> What to do: Each entry must be written out again exactly as it stands.

Data items
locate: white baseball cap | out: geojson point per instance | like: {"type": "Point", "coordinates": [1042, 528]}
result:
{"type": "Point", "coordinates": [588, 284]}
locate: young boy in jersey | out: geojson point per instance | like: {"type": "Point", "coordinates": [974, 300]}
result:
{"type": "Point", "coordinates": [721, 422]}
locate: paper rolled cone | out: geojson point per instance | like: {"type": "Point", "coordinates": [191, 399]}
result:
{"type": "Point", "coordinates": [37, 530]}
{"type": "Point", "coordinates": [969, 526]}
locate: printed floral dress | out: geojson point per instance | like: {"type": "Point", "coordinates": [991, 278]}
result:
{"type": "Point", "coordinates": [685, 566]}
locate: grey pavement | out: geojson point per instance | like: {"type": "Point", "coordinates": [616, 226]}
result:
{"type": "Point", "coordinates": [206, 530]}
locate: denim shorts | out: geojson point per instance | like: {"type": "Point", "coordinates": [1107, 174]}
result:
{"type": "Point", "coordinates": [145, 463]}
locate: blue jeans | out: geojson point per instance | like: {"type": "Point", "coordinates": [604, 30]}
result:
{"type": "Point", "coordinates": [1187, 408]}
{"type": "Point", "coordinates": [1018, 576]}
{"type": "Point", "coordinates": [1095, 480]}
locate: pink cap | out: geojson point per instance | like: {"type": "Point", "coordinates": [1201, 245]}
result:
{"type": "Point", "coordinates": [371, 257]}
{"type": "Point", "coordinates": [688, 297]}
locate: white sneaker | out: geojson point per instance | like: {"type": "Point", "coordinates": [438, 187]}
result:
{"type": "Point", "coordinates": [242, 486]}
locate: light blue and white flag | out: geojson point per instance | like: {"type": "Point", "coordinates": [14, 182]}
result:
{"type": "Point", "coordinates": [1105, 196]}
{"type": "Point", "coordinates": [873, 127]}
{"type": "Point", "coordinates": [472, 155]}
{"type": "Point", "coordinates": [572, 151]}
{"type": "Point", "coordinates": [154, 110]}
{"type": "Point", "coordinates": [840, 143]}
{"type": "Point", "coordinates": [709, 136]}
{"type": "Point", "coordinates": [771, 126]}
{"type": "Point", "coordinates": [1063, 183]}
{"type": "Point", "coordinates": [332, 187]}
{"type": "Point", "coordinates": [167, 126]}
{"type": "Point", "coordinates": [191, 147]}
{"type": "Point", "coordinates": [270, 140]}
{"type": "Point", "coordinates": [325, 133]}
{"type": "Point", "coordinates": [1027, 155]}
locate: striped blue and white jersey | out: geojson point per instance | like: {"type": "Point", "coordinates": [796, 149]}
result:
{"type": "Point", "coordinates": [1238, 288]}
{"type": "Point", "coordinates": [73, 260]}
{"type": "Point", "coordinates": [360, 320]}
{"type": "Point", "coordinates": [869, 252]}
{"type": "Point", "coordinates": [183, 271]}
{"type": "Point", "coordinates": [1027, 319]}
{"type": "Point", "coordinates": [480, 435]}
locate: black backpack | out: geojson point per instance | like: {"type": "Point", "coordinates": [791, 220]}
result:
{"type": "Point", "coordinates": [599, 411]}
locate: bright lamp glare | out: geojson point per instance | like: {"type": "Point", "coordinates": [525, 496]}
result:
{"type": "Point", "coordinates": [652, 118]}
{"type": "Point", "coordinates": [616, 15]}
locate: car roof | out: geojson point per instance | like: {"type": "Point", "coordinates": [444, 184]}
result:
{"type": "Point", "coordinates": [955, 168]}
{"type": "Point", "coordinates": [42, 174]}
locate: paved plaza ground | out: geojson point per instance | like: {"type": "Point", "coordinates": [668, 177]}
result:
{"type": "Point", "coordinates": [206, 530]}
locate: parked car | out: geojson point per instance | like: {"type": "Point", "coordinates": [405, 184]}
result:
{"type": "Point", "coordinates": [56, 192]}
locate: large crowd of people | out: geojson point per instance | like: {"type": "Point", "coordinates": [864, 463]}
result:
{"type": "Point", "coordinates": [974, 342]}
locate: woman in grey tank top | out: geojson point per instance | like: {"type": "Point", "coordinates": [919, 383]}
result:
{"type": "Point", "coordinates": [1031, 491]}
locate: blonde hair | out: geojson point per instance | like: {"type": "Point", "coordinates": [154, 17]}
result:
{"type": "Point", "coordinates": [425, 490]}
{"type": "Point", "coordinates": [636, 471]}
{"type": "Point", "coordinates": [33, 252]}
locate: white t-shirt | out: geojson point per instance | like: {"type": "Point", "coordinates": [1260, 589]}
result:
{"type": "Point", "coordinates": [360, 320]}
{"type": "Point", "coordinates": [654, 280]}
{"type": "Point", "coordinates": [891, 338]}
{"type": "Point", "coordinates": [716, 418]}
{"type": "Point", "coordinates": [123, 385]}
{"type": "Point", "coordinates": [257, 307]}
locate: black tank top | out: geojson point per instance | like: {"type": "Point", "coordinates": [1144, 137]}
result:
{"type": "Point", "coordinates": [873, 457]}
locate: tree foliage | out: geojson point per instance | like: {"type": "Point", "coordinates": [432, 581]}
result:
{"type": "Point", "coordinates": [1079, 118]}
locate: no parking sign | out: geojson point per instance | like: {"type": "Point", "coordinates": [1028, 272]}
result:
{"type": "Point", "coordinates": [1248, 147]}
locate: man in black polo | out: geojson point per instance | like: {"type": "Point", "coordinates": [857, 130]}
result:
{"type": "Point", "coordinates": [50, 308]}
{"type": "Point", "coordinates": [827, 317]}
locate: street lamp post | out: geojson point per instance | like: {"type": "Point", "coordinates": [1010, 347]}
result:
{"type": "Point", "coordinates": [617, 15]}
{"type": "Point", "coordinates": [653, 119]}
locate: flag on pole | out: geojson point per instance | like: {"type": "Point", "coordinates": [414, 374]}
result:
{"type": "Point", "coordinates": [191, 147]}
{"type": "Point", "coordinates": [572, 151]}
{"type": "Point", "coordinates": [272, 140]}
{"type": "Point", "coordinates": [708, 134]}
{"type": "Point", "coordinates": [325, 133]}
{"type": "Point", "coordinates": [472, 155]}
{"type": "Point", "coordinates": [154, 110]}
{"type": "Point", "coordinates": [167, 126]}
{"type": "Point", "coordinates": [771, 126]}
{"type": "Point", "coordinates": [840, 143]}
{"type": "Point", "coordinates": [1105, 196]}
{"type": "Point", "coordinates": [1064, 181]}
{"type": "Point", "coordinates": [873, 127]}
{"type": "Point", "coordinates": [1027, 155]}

> Answer section:
locate: white baseball cap | out: geojson point per instance | like: {"type": "Point", "coordinates": [1042, 528]}
result:
{"type": "Point", "coordinates": [588, 284]}
locate: young boy in jersey | out: geojson point per instance | like: {"type": "Point", "coordinates": [974, 300]}
result:
{"type": "Point", "coordinates": [721, 422]}
locate: paper rolled cone | out: geojson point per instance | like: {"type": "Point", "coordinates": [191, 399]}
result:
{"type": "Point", "coordinates": [37, 530]}
{"type": "Point", "coordinates": [969, 526]}
locate: printed floral dress | out: geojson point per instance | like: {"type": "Point", "coordinates": [991, 278]}
result:
{"type": "Point", "coordinates": [685, 566]}
locate: grey pavement | out: geojson point per instance | like: {"type": "Point", "coordinates": [616, 226]}
result:
{"type": "Point", "coordinates": [206, 530]}
locate: denim shorts | out: geojson point per instance | like: {"type": "Point", "coordinates": [1107, 174]}
result:
{"type": "Point", "coordinates": [145, 463]}
locate: blue jeans | out: geojson point per instance | like: {"type": "Point", "coordinates": [604, 30]}
result:
{"type": "Point", "coordinates": [1187, 408]}
{"type": "Point", "coordinates": [1018, 576]}
{"type": "Point", "coordinates": [1095, 480]}
locate: pink cap | out: geojson point per instance | like: {"type": "Point", "coordinates": [1201, 245]}
result:
{"type": "Point", "coordinates": [371, 257]}
{"type": "Point", "coordinates": [688, 297]}
locate: white sneaker | out: geojson point per instance | like: {"type": "Point", "coordinates": [438, 187]}
result:
{"type": "Point", "coordinates": [242, 486]}
locate: light blue and white flag | out: geojson point per instance | like: {"type": "Point", "coordinates": [14, 182]}
result:
{"type": "Point", "coordinates": [1105, 196]}
{"type": "Point", "coordinates": [873, 127]}
{"type": "Point", "coordinates": [472, 155]}
{"type": "Point", "coordinates": [572, 151]}
{"type": "Point", "coordinates": [154, 110]}
{"type": "Point", "coordinates": [840, 143]}
{"type": "Point", "coordinates": [709, 136]}
{"type": "Point", "coordinates": [771, 126]}
{"type": "Point", "coordinates": [1063, 183]}
{"type": "Point", "coordinates": [332, 187]}
{"type": "Point", "coordinates": [167, 126]}
{"type": "Point", "coordinates": [191, 147]}
{"type": "Point", "coordinates": [270, 140]}
{"type": "Point", "coordinates": [325, 133]}
{"type": "Point", "coordinates": [1027, 155]}
locate: striped blue and white jersey | out: geojson point per instance | like: {"type": "Point", "coordinates": [796, 149]}
result:
{"type": "Point", "coordinates": [1238, 288]}
{"type": "Point", "coordinates": [73, 260]}
{"type": "Point", "coordinates": [360, 320]}
{"type": "Point", "coordinates": [869, 252]}
{"type": "Point", "coordinates": [183, 271]}
{"type": "Point", "coordinates": [1027, 319]}
{"type": "Point", "coordinates": [480, 435]}
locate: black backpack | out: geojson point per instance | like: {"type": "Point", "coordinates": [791, 220]}
result:
{"type": "Point", "coordinates": [599, 411]}
locate: bright lamp glare | out: geojson point per instance | like: {"type": "Point", "coordinates": [525, 496]}
result:
{"type": "Point", "coordinates": [652, 118]}
{"type": "Point", "coordinates": [616, 15]}
locate: car roof | out: geojson point per instance | like: {"type": "Point", "coordinates": [444, 184]}
result:
{"type": "Point", "coordinates": [955, 168]}
{"type": "Point", "coordinates": [42, 174]}
locate: paved plaza ground | out: geojson point per instance | like: {"type": "Point", "coordinates": [668, 177]}
result:
{"type": "Point", "coordinates": [206, 530]}
locate: parked car | out: geojson point per instance | like: {"type": "Point", "coordinates": [405, 184]}
result:
{"type": "Point", "coordinates": [56, 192]}
locate: large crowd of people | out: geojson point per instance | like: {"type": "Point", "coordinates": [864, 463]}
result:
{"type": "Point", "coordinates": [974, 342]}
locate: woman in grey tank top | out: geojson point per instance | like: {"type": "Point", "coordinates": [919, 383]}
result:
{"type": "Point", "coordinates": [1031, 491]}
locate: blonde hair | out: geojson point per instance | like: {"type": "Point", "coordinates": [154, 17]}
result:
{"type": "Point", "coordinates": [425, 490]}
{"type": "Point", "coordinates": [636, 471]}
{"type": "Point", "coordinates": [33, 252]}
locate: white t-shirt | out: geojson point per instance | like: {"type": "Point", "coordinates": [1260, 589]}
result:
{"type": "Point", "coordinates": [360, 320]}
{"type": "Point", "coordinates": [654, 280]}
{"type": "Point", "coordinates": [891, 338]}
{"type": "Point", "coordinates": [716, 418]}
{"type": "Point", "coordinates": [123, 385]}
{"type": "Point", "coordinates": [257, 307]}
locate: black tank top | out: geojson point per instance | like: {"type": "Point", "coordinates": [1144, 137]}
result:
{"type": "Point", "coordinates": [873, 457]}
locate: tree foliage | out: geojson point per instance | like: {"type": "Point", "coordinates": [432, 581]}
result:
{"type": "Point", "coordinates": [1079, 118]}
locate: no parking sign | out: geojson point per instance | like: {"type": "Point", "coordinates": [1028, 272]}
result:
{"type": "Point", "coordinates": [1248, 147]}
locate: man in black polo | out: geojson point per instance | like: {"type": "Point", "coordinates": [857, 130]}
result:
{"type": "Point", "coordinates": [50, 308]}
{"type": "Point", "coordinates": [827, 317]}
locate: street lamp post | out: geojson point per instance | like: {"type": "Point", "coordinates": [1010, 347]}
result:
{"type": "Point", "coordinates": [617, 15]}
{"type": "Point", "coordinates": [653, 119]}
locate: flag on pole | out: geojson point per instance | like: {"type": "Point", "coordinates": [414, 374]}
result:
{"type": "Point", "coordinates": [191, 147]}
{"type": "Point", "coordinates": [572, 151]}
{"type": "Point", "coordinates": [272, 140]}
{"type": "Point", "coordinates": [708, 134]}
{"type": "Point", "coordinates": [325, 133]}
{"type": "Point", "coordinates": [472, 155]}
{"type": "Point", "coordinates": [154, 110]}
{"type": "Point", "coordinates": [167, 126]}
{"type": "Point", "coordinates": [771, 126]}
{"type": "Point", "coordinates": [840, 143]}
{"type": "Point", "coordinates": [1105, 196]}
{"type": "Point", "coordinates": [1064, 181]}
{"type": "Point", "coordinates": [873, 127]}
{"type": "Point", "coordinates": [1027, 155]}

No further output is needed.